**PROVIDED RECORDS:**
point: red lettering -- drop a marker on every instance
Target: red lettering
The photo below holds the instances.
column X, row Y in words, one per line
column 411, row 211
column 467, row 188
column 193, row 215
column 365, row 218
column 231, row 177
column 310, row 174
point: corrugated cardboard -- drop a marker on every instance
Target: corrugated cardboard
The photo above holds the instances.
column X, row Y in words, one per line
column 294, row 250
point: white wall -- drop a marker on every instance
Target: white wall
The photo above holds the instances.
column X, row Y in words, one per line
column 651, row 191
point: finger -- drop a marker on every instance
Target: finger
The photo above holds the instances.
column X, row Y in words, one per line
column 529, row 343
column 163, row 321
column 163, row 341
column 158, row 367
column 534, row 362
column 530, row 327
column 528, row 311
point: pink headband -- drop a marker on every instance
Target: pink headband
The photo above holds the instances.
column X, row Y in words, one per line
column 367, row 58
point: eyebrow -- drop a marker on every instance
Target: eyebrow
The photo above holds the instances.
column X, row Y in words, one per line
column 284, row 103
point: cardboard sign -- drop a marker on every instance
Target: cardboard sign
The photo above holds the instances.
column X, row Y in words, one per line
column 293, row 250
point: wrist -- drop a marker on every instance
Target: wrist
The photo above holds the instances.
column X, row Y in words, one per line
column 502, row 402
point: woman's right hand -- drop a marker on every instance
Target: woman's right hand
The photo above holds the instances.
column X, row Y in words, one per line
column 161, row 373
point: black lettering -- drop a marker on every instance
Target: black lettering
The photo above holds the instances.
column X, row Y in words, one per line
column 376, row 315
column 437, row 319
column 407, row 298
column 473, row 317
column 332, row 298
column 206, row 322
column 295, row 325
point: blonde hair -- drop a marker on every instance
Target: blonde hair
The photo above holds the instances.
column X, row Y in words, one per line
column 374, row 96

**TASK GOAL:** Can you write out again, word for word, the lines of the listing above from its very first line up to and including the line with "column 528, row 311"?

**EXERCISE RESULT:**
point: red lettering -- drop a marker on every instance
Target: red lettering
The photo below holds the instances.
column X, row Y in words, one per line
column 411, row 211
column 467, row 188
column 193, row 215
column 365, row 218
column 231, row 177
column 310, row 174
point: corrugated cardboard -- drop a marker on every instance
Target: corrugated cardboard
The photo above holds the instances.
column X, row Y in words, one per line
column 294, row 250
point: white wall -- drop a marker on every instance
Target: white wall
The photo above holds the instances.
column X, row Y in words, one per line
column 651, row 191
point: finger -- drop a marker on every instance
Target: finger
The photo above holds the instances.
column X, row Y in words, one per line
column 529, row 343
column 163, row 321
column 163, row 341
column 158, row 367
column 534, row 362
column 530, row 327
column 528, row 311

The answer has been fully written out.